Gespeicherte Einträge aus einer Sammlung
- - - -
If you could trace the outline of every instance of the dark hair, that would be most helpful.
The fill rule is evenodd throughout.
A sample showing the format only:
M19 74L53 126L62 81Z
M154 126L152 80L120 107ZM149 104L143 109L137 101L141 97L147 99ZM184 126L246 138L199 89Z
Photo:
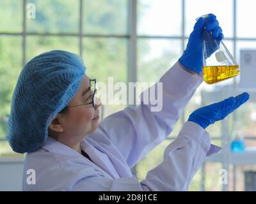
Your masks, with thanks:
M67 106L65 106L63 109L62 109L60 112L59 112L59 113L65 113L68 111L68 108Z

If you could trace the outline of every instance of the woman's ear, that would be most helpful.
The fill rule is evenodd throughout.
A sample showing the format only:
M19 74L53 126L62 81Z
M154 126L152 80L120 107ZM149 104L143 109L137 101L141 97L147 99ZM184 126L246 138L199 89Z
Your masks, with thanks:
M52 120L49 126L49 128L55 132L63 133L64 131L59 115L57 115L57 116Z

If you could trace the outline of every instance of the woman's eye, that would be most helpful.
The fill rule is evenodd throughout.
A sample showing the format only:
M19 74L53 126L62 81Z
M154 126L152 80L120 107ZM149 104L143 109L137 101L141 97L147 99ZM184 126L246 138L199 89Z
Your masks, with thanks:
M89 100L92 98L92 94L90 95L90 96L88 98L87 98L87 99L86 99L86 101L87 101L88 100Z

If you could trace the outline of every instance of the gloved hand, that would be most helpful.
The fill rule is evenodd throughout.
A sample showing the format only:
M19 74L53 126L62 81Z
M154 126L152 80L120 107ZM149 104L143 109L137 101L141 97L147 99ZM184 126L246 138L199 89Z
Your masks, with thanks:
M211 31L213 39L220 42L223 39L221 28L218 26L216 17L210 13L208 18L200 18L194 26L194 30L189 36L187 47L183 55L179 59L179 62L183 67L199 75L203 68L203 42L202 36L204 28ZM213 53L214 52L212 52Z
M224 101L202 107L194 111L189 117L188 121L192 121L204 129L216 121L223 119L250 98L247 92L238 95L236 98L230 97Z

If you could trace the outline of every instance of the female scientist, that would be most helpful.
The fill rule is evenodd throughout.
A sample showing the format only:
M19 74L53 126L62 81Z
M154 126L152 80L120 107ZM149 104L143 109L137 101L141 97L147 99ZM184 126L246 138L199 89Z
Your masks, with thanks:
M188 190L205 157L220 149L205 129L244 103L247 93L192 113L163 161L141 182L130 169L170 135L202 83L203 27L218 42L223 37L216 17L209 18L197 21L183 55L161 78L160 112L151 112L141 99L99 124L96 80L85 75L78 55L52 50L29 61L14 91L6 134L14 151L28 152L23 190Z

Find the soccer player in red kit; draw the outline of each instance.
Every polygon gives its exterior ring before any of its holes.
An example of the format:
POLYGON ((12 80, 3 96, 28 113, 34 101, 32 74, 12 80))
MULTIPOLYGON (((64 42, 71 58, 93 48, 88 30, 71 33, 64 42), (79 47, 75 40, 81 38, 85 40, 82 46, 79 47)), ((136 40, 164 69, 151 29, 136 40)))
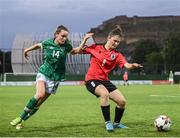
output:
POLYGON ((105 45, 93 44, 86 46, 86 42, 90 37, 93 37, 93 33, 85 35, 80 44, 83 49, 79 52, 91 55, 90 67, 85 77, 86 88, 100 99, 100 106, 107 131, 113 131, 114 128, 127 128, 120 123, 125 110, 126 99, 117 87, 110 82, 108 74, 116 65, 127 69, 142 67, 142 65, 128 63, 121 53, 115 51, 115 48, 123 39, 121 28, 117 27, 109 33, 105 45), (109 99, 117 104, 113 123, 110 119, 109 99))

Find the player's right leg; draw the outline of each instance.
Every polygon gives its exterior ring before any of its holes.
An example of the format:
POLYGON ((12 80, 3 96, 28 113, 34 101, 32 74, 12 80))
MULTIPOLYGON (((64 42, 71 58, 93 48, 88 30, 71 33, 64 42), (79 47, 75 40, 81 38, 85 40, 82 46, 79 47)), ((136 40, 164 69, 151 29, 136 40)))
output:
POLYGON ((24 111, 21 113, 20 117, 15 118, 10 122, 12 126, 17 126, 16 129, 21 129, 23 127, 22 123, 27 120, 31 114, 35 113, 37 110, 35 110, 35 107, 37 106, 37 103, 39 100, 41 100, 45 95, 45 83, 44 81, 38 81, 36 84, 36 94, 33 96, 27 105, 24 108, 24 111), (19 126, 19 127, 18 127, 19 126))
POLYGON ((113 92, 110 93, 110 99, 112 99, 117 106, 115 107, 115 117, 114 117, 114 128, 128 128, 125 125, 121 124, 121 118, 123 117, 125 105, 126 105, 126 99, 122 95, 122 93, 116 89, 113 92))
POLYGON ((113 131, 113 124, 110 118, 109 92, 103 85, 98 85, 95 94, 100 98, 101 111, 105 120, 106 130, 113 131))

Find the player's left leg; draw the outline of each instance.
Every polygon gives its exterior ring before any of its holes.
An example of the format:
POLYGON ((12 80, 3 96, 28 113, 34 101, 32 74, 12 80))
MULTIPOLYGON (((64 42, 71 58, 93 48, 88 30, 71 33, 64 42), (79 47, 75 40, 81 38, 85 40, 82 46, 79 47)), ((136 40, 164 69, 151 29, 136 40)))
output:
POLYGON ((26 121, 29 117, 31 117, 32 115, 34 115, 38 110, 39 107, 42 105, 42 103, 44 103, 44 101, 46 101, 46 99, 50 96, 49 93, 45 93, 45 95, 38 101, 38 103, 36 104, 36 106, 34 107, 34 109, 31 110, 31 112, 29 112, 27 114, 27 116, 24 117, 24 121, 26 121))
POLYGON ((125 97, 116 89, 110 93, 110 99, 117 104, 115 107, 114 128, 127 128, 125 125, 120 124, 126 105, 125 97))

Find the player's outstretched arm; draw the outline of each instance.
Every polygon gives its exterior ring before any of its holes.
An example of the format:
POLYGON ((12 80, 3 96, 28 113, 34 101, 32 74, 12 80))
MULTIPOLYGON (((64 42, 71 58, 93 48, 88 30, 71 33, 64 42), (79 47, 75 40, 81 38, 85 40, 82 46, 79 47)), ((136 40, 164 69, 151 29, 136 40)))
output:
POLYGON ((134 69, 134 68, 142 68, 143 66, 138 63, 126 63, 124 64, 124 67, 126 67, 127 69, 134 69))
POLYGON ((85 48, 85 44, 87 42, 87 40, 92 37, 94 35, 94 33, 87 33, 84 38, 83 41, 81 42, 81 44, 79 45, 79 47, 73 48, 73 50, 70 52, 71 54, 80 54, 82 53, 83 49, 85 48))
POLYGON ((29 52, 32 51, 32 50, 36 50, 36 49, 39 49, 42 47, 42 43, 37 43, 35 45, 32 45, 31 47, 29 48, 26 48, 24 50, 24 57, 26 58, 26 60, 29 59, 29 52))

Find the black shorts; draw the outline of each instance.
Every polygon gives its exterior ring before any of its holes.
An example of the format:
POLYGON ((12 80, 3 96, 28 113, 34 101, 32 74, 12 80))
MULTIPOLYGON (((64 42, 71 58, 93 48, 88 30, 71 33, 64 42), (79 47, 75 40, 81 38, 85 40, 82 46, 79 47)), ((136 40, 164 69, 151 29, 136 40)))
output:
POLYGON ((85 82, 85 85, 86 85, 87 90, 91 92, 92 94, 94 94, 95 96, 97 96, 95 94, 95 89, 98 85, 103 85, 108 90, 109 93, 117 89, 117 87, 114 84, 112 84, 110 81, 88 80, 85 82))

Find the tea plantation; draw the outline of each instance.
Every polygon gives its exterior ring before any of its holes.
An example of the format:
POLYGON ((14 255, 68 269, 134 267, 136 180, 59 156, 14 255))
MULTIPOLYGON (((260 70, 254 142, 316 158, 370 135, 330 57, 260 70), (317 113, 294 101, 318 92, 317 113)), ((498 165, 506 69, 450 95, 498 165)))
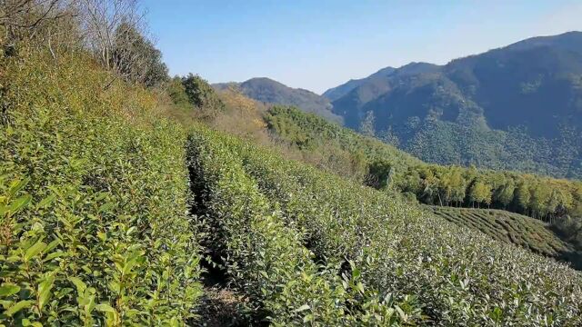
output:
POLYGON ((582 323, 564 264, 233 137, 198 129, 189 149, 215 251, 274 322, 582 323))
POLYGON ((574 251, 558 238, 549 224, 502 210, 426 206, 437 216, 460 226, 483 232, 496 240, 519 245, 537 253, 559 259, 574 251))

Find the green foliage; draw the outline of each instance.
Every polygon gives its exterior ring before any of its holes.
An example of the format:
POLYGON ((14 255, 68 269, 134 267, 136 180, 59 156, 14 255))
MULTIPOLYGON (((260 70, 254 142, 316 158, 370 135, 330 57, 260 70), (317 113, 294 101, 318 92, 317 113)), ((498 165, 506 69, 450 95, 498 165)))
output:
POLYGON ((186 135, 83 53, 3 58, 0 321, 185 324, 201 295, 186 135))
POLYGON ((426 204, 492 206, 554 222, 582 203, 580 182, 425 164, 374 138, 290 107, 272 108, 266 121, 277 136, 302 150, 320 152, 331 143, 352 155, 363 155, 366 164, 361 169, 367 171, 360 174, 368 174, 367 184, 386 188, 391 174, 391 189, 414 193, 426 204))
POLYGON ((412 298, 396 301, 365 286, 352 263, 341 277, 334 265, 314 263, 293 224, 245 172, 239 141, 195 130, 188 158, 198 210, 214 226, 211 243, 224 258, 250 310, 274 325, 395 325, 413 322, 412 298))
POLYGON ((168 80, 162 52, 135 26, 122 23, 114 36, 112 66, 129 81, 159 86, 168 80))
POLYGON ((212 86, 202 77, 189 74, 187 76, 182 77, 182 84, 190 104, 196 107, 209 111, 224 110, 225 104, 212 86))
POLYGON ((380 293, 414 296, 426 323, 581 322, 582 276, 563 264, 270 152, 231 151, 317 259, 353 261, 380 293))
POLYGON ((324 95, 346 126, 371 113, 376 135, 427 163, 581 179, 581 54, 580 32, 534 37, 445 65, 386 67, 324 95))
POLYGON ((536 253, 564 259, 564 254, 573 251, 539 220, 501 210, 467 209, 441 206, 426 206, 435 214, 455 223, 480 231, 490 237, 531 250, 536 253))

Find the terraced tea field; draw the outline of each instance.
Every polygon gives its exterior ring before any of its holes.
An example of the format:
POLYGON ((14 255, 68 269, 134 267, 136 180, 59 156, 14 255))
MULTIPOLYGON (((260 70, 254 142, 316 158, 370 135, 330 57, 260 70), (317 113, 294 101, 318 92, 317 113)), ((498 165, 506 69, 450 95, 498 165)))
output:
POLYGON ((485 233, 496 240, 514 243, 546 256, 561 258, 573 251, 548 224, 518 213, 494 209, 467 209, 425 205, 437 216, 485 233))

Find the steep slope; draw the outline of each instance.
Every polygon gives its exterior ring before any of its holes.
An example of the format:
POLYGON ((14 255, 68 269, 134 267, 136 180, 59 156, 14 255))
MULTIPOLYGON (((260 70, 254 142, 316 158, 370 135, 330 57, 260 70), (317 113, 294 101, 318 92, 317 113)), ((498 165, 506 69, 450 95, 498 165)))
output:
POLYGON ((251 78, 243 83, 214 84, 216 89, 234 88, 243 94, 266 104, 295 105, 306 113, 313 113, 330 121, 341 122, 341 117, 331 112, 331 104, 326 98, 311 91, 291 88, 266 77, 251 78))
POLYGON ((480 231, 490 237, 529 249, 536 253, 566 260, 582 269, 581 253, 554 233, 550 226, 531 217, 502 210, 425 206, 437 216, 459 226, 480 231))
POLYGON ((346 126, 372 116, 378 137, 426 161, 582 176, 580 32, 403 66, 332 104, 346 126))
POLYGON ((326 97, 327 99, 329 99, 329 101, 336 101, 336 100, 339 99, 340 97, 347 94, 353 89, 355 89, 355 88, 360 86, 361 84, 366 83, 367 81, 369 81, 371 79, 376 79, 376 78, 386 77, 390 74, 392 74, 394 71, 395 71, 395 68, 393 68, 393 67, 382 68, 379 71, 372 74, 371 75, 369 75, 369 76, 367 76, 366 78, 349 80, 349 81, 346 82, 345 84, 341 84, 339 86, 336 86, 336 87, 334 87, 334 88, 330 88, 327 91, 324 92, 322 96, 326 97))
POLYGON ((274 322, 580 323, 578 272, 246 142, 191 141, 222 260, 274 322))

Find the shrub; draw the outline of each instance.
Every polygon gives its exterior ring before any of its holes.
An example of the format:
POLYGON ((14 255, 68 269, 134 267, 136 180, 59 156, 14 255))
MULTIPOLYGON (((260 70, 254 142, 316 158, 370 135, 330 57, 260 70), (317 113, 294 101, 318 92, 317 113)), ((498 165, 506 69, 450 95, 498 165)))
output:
- - - -
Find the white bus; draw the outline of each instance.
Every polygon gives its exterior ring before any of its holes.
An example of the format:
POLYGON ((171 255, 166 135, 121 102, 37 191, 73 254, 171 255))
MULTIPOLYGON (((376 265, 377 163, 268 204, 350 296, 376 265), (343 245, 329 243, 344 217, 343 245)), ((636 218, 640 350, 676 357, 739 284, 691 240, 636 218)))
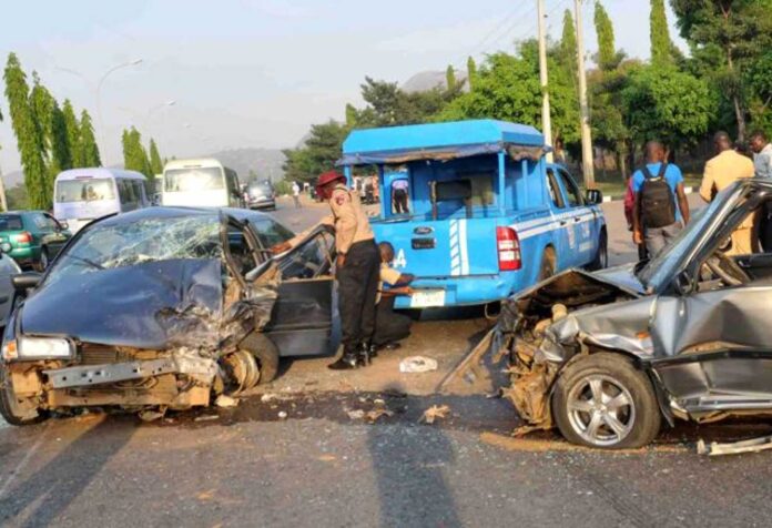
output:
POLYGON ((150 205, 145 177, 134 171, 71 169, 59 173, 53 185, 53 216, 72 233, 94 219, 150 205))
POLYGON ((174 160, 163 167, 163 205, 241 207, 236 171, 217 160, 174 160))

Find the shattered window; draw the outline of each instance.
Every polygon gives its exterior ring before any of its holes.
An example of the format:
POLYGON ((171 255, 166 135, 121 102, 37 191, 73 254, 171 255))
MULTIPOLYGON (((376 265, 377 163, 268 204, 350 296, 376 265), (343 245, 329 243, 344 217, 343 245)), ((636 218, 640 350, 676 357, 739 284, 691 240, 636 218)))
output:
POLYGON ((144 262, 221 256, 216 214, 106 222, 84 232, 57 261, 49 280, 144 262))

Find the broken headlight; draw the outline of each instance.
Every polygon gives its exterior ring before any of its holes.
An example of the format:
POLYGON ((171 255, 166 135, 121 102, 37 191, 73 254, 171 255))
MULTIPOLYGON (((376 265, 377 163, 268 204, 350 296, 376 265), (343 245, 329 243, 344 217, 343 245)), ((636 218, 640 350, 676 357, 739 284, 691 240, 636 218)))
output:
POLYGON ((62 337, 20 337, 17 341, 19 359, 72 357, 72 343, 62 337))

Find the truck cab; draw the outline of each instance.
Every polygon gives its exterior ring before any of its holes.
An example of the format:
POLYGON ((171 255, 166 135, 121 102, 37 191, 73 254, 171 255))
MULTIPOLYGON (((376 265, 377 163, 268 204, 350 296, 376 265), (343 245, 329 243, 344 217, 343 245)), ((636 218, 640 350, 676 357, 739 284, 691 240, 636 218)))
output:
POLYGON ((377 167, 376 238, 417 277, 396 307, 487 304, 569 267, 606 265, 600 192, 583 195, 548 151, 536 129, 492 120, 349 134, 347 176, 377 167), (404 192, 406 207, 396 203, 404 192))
- - - -
▶ _Zu lösende Aufgabe_
Schreib die Zeilen oben ab, von der Zeile mit „hair, that would be most helpful.“ bis zur Zeile mit „M67 106L65 106L63“, beide eingeschlossen, und zwar wortgetreu. Die Bilder lässt du in der Antwort weg.

▶ _Vollständige Ausgabe_
If you could trace the outline of every instance of the dark hair, that would be most helpful.
The fill rule is evenodd throughout.
A sample showing the format only:
M19 74L53 126L62 81Z
M154 126L152 80L120 107ZM149 104L143 109L137 101L141 97L147 99ZM184 126L246 138L199 89Z
Photo:
Your masks, with thanks:
M67 106L65 106L63 109L62 109L60 112L59 112L59 113L65 113L68 111L68 108Z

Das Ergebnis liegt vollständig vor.